* begin Document passage *

More rewarding for me spiritually, while leaving room for subsequent meditation, was Michael Hoffman's "The Last Station," a film (now on DVD) about the last year in the life of the Russian novelist and thinker Leo Tolstoy.
Excellent acting by Helen Mirren as Tolstoy's spirited but agonized wife Sophia Tolstaya (Sofya), and Christopher Plummer as the aged count - supported by James McAvoy as the novelist's private secretary Valentin Bulgakov, and the manipulative promoter of Tolstoy's religious and ethical thought, Vladimir Chertkov, played by Paul Giamatti - contributed greatly to the success of this film.
The story centres on the last will of Tolstoy, in which he releases the copyrights for his literary oeuvre to the public domain while his wife attempts to keep them in the family.
Frictions between the couple and Tolstoy's increasing radicalism in divesting himself of all earthly possessions lead to his short-lived final escape from the country estate, Nasyana Polyana, and his death at Astapova railroad station.
The struggle between Tolstoy's wife and the adulating followers of the celebrated writer, the so-called Tolstoyans, is seen through the eyes of the writer's private secretary.
Valentin's emancipation from a blind follower to a more even-handed observer is embedded in a love story that tests the young man's ideology.
Such tension between thought and life, ideology and love, is itself a fundamental aspect of all purposeful living. Internalized ideas often take their own course and even pose a threat to the thought and system that created them.

* end Document passage *
* begin Dataset records *

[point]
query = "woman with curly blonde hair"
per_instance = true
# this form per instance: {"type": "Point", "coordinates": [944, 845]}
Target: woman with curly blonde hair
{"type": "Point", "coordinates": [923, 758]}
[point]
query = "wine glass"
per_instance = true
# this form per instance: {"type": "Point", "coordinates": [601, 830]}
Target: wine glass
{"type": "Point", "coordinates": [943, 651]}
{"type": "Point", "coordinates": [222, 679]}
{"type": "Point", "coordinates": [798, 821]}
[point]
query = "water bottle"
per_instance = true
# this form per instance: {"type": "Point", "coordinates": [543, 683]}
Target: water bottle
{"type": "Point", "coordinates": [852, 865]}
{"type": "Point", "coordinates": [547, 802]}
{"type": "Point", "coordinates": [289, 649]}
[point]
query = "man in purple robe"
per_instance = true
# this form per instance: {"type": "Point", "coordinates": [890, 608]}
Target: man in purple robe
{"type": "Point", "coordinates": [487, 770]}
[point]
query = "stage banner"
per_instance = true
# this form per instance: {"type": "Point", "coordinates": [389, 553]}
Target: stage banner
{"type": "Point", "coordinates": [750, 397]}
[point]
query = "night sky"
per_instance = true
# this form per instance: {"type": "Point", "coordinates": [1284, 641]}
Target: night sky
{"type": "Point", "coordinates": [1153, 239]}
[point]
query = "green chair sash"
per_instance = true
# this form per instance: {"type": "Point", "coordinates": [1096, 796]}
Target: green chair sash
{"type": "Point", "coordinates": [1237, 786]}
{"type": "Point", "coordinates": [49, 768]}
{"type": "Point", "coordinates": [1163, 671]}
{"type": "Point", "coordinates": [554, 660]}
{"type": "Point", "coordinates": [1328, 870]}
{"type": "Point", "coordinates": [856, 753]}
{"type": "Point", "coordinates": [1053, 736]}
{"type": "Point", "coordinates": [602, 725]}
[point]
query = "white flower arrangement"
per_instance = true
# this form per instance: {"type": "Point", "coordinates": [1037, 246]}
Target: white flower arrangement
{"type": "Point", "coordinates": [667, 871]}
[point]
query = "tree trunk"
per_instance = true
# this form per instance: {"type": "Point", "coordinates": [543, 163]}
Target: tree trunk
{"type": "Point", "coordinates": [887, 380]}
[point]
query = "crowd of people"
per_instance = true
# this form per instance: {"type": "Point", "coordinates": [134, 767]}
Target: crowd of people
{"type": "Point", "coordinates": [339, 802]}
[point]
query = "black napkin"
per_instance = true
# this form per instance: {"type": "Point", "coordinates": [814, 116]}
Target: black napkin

* end Dataset records *

» **Direction**
Quote the entire review of "The Last Station" above, word for word.

» **Worked answer**
More rewarding for me spiritually, while leaving room for subsequent meditation, was Michael Hoffman's "The Last Station," a film (now on DVD) about the last year in the life of the Russian novelist and thinker Leo Tolstoy.
Excellent acting by Helen Mirren as Tolstoy's spirited but agonized wife Sophia Tolstaya (Sofya), and Christopher Plummer as the aged count - supported by James McAvoy as the novelist's private secretary Valentin Bulgakov, and the manipulative promoter of Tolstoy's religious and ethical thought, Vladimir Chertkov, played by Paul Giamatti - contributed greatly to the success of this film.
The story centres on the last will of Tolstoy, in which he releases the copyrights for his literary oeuvre to the public domain while his wife attempts to keep them in the family.
Frictions between the couple and Tolstoy's increasing radicalism in divesting himself of all earthly possessions lead to his short-lived final escape from the country estate, Nasyana Polyana, and his death at Astapova railroad station.
The struggle between Tolstoy's wife and the adulating followers of the celebrated writer, the so-called Tolstoyans, is seen through the eyes of the writer's private secretary.
Valentin's emancipation from a blind follower to a more even-handed observer is embedded in a love story that tests the young man's ideology.
Such tension between thought and life, ideology and love, is itself a fundamental aspect of all purposeful living. Internalized ideas often take their own course and even pose a threat to the thought and system that created them.